## Excerpt

============

Today, most people retire at 65 or sometimes more. But what if you want to retire at 50 instead? Not all of us have a government job with a pension plan!

Some people make it their top financial objective to retire early. It’s their dream and they are willing to work hard and sacrifice while they’re young in order to retire early and do whatever they want when they want.

It is possible to retire 10 or 15 years earlier. However, it takes more than just living modestly in your 20s, 30s and 40s. Furthermore, your biggest accumulation years will need to be maximized. You’ll have to make intelligent decisions and also have Lady Luck on your side.

There are lots of variables at play when trying to retire by 50. Some can be controlled while others can’t. Here are 6 points you need to consider to help you get started.

What type of retirement do you want?

Everyone is different and will have different expectations for retirement. Hence, there are no right or wrong answers to this question.

============

## Written instruction A
Filter the records and keep every line that contains the word "mailbox".
The records that follow are unrelated to the early retirement text.

============

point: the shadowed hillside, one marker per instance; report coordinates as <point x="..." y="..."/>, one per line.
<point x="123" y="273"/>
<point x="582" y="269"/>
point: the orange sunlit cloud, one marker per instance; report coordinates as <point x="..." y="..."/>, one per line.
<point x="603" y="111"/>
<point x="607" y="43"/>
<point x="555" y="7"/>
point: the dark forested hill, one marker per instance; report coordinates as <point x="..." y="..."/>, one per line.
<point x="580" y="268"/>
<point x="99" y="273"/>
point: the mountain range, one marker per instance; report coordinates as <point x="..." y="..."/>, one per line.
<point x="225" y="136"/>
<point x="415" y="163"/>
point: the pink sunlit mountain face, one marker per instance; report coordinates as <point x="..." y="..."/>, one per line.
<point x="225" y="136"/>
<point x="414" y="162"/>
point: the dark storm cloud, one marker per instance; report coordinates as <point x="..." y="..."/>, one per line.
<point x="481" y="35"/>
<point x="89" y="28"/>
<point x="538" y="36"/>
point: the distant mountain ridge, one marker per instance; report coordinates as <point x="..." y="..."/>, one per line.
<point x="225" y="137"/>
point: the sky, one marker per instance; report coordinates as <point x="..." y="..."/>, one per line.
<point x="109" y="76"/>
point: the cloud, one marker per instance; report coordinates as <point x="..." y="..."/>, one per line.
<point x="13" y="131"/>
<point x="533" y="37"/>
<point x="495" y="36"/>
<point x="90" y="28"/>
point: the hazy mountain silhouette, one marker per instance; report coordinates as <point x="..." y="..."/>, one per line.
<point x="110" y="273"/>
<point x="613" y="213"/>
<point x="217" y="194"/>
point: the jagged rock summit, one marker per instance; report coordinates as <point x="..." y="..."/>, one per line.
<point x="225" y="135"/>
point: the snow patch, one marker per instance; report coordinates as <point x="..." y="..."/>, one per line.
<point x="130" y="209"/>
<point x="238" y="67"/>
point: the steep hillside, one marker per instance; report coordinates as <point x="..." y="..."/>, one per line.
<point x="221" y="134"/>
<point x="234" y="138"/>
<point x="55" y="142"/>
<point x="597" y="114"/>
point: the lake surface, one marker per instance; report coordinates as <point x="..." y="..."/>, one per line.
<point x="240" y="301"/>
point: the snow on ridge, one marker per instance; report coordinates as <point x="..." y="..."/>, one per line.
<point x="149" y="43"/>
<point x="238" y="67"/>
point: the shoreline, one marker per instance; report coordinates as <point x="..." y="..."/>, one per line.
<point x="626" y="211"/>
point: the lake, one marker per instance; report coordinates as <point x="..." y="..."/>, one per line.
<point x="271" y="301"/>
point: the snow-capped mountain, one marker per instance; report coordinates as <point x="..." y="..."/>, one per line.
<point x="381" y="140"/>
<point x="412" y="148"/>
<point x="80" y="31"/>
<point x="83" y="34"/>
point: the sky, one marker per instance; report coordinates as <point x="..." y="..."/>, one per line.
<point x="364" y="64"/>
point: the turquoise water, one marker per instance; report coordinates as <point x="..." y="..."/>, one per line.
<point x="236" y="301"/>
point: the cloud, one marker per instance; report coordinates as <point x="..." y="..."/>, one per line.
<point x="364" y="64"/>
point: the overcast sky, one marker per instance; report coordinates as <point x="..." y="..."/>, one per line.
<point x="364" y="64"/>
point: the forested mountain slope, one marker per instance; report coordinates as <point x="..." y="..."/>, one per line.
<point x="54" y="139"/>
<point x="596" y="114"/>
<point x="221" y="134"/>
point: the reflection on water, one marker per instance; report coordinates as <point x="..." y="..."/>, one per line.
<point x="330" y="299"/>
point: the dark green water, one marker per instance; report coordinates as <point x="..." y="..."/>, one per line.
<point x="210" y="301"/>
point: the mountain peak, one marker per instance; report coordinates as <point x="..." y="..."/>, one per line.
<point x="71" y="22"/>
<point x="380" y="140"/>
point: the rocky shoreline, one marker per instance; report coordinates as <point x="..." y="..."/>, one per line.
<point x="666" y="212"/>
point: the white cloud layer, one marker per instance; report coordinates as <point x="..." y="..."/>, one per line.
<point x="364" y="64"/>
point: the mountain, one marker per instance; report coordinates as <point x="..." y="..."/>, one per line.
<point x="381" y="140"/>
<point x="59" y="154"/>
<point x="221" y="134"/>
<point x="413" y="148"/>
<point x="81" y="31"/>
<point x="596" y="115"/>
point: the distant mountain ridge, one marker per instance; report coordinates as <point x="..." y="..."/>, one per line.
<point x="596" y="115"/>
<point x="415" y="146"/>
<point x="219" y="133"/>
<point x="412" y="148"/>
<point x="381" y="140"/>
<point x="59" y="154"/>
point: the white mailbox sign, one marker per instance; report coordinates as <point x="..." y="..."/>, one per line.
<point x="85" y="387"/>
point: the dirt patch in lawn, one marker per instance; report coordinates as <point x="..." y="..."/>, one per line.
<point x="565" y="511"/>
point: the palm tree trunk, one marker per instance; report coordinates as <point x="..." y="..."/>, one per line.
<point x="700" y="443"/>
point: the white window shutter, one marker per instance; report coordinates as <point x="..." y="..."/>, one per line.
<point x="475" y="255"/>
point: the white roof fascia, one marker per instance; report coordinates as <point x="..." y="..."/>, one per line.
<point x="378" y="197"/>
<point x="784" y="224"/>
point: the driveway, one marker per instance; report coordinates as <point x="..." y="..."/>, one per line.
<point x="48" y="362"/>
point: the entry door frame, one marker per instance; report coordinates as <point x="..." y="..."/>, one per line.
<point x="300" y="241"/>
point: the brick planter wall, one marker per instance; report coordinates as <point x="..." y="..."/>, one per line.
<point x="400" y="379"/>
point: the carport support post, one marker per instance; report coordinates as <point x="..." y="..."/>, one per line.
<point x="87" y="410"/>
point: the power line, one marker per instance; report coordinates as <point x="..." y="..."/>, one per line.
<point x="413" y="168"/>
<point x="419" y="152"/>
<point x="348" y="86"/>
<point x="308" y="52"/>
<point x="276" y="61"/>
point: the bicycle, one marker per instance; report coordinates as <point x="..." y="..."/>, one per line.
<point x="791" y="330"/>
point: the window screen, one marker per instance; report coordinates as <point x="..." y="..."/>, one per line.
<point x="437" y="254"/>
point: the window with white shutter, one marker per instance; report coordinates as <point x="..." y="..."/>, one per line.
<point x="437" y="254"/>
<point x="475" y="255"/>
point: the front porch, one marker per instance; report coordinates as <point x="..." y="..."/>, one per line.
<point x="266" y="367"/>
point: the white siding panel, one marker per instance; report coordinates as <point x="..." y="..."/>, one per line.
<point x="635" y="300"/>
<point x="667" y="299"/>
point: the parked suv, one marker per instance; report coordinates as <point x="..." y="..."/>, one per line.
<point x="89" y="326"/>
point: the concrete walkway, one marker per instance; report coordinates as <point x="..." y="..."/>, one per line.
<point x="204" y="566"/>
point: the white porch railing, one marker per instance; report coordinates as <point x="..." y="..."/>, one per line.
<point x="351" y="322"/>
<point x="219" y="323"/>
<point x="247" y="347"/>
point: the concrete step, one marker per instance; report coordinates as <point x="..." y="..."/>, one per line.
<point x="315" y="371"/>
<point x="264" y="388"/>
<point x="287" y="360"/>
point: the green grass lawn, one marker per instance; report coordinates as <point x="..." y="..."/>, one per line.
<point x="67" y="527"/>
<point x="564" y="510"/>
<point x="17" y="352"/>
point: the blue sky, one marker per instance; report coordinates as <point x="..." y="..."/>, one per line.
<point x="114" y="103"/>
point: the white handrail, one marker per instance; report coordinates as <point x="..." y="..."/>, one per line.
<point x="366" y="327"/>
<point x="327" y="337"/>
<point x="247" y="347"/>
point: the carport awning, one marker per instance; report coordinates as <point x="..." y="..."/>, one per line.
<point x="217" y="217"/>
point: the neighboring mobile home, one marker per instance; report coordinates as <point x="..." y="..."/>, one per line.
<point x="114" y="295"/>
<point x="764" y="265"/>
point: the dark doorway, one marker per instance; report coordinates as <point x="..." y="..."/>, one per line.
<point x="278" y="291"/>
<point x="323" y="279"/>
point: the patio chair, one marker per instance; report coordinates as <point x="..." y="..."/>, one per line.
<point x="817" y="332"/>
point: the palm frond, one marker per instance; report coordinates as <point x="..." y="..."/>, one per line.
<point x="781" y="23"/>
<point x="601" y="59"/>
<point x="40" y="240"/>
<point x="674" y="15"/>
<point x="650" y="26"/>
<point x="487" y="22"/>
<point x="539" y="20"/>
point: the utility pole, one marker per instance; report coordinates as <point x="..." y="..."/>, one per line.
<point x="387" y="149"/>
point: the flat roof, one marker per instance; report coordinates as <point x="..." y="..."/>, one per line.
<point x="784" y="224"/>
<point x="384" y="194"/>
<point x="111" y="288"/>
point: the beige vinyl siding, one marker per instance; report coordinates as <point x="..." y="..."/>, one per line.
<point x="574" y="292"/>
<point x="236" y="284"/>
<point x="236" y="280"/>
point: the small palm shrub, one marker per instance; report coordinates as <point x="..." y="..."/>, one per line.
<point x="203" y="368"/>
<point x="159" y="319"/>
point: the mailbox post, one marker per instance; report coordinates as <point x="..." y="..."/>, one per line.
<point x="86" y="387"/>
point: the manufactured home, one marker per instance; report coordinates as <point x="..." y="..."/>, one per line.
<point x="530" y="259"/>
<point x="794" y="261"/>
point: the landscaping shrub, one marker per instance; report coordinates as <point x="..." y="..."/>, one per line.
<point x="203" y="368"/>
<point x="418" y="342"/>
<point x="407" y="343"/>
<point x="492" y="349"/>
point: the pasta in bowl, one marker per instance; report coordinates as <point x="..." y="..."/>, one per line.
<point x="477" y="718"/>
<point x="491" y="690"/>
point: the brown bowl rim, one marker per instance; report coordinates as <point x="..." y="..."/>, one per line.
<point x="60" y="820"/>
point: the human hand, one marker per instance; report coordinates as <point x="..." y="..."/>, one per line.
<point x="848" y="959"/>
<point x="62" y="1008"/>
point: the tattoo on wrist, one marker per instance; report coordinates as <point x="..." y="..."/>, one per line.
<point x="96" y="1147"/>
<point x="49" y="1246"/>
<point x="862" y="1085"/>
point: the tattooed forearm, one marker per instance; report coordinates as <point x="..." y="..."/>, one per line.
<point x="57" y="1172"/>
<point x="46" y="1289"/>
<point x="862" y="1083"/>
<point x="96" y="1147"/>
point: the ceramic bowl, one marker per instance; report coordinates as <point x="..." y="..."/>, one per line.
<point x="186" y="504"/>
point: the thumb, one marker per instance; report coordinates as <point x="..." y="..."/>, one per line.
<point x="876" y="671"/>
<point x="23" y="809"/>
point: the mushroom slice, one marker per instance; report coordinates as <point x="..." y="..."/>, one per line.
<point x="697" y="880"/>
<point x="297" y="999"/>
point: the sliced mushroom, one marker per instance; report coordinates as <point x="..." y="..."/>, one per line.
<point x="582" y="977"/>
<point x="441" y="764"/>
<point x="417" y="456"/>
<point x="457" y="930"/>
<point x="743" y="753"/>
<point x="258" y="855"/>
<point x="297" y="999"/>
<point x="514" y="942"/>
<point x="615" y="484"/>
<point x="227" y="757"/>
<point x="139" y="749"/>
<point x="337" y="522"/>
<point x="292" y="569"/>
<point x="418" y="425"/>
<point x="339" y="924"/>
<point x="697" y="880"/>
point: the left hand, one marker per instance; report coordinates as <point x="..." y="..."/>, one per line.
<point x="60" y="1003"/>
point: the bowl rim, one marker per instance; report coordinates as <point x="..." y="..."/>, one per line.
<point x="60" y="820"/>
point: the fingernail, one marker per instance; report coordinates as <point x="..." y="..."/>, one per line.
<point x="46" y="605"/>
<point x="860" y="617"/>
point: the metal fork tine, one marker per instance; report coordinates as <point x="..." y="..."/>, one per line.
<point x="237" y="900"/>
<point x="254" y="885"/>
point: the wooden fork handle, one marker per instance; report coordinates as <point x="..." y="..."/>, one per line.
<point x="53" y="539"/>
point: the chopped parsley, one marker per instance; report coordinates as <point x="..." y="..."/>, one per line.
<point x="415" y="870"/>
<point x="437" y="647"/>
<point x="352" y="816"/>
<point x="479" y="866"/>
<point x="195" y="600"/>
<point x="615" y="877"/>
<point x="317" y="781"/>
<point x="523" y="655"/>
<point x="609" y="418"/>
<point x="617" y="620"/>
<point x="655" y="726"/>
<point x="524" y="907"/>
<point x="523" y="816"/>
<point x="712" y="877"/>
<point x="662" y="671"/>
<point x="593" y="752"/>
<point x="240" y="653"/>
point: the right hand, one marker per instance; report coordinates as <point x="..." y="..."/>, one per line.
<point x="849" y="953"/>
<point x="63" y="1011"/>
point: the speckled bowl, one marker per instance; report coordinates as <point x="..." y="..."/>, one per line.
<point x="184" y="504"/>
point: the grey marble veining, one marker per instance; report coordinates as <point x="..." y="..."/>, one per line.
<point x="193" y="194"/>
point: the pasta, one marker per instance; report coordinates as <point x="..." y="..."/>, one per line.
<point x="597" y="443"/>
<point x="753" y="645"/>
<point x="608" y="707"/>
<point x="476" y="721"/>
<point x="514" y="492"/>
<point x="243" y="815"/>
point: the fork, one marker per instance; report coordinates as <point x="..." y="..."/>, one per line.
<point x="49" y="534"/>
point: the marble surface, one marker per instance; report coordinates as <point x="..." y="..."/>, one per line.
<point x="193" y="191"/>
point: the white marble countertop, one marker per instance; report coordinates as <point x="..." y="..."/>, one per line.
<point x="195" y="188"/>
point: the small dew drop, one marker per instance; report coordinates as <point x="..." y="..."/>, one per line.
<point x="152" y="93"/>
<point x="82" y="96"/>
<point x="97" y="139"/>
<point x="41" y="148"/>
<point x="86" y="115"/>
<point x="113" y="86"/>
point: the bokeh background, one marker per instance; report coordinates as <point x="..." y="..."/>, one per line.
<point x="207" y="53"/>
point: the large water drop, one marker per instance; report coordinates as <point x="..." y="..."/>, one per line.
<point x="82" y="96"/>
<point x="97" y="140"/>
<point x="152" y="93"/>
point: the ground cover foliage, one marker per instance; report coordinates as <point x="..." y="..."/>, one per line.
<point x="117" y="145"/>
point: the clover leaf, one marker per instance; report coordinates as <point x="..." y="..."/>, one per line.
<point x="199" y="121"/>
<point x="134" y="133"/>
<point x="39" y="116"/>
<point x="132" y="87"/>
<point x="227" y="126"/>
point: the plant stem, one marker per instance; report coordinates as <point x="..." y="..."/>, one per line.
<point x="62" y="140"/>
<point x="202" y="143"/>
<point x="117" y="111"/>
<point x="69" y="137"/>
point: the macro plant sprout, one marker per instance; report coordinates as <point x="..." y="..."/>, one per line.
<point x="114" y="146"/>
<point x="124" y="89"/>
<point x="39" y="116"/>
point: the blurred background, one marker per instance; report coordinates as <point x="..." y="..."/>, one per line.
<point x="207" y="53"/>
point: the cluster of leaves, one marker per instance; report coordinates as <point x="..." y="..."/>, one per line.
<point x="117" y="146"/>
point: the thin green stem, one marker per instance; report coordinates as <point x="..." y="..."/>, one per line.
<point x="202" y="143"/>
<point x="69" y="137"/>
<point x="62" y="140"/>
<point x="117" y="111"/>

============

## Written instruction B
List the decades of life that the early retirement text names as the years when living modestly is not enough on its own.

## Worked solution A
point: the white mailbox sign, one marker per instance; report coordinates as <point x="..." y="..."/>, one per line.
point: the mailbox post, one marker per instance; report coordinates as <point x="..." y="..."/>, one per line.

## Worked solution B
20s, 30s, 40s